Monday, May 1, 2023

Time off


Totally sedentary for 3+ days and it feels weird.  Have gained weight, enjoyed being comfortable and hanging on my porch by the fire on these breezy unseasonably cool days.   Finishing up my grading and school work.   I'll be completely done on Wed night.  

It would be easy to feel entitled to the comfort I've been enjoying, sedentary days, eating comfort food like tea and toast, following the path of least resistance.  It has set me back.  But it has also allowed some healing.   My foot and groin pain are much better.   I'm hoping to do my first track workout tomorrow, first running since Penn Relays on Thurs.  Bummed that I won't be in any more college meets this season.   Probably won't be race ready for at least a month or so.  This entitlement to comfort is dangerous, and the decline is cumulative.   At my age, fitness goes away so quickly, it's frightening.  At least I have the mechanism in my brain to snap back.  Can't imagine what months or years of living like this would do to me.  I would age quickly and die sooner, no doubt.  I'm about 144 - 145 lbs right now.

-- EXERCISE DETAILS --
Please copy out the time-off journal entry above in full, word for word.

-- MATERIAL PROVIDED --
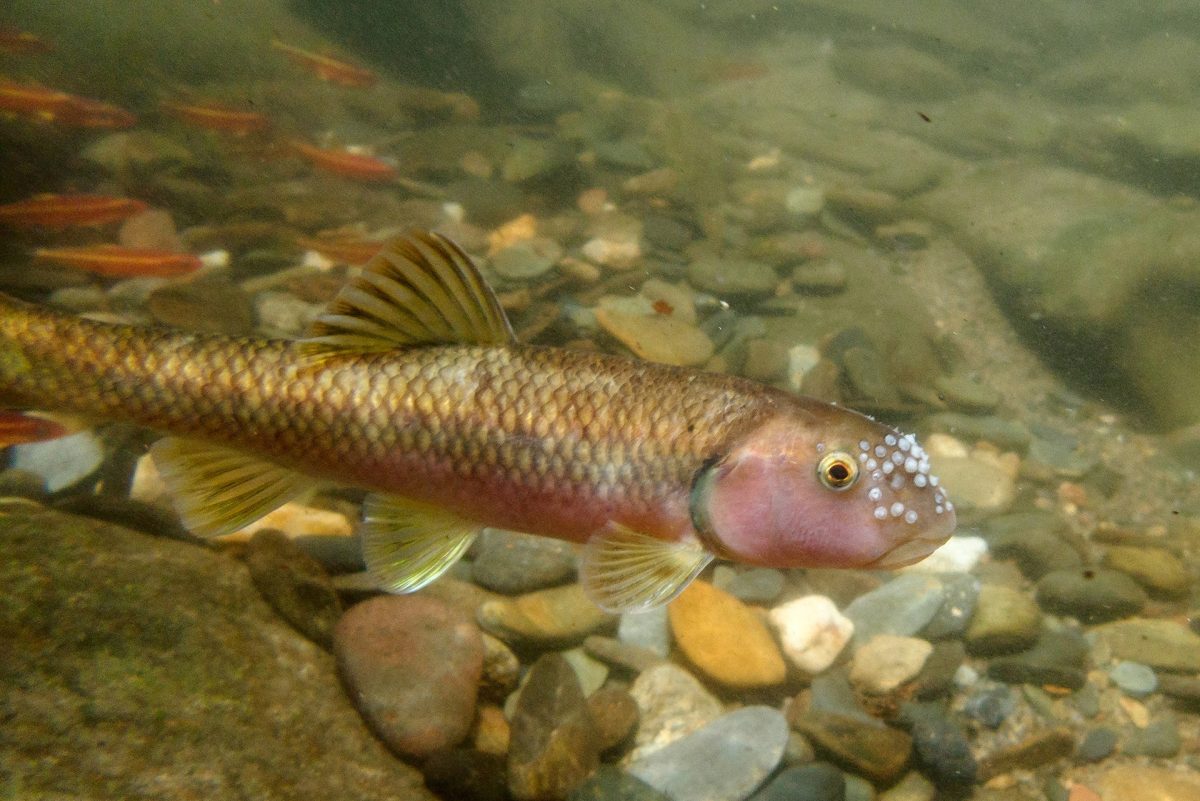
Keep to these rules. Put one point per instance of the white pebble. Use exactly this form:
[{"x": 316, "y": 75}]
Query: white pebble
[{"x": 811, "y": 632}]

-- EXERCISE RESULT --
Monday, May 1, 2023

Time off


Totally sedentary for 3+ days and it feels weird.  Have gained weight, enjoyed being comfortable and hanging on my porch by the fire on these breezy unseasonably cool days.   Finishing up my grading and school work.   I'll be completely done on Wed night.  

It would be easy to feel entitled to the comfort I've been enjoying, sedentary days, eating comfort food like tea and toast, following the path of least resistance.  It has set me back.  But it has also allowed some healing.   My foot and groin pain are much better.   I'm hoping to do my first track workout tomorrow, first running since Penn Relays on Thurs.  Bummed that I won't be in any more college meets this season.   Probably won't be race ready for at least a month or so.  This entitlement to comfort is dangerous, and the decline is cumulative.   At my age, fitness goes away so quickly, it's frightening.  At least I have the mechanism in my brain to snap back.  Can't imagine what months or years of living like this would do to me.  I would age quickly and die sooner, no doubt.  I'm about 144 - 145 lbs right now.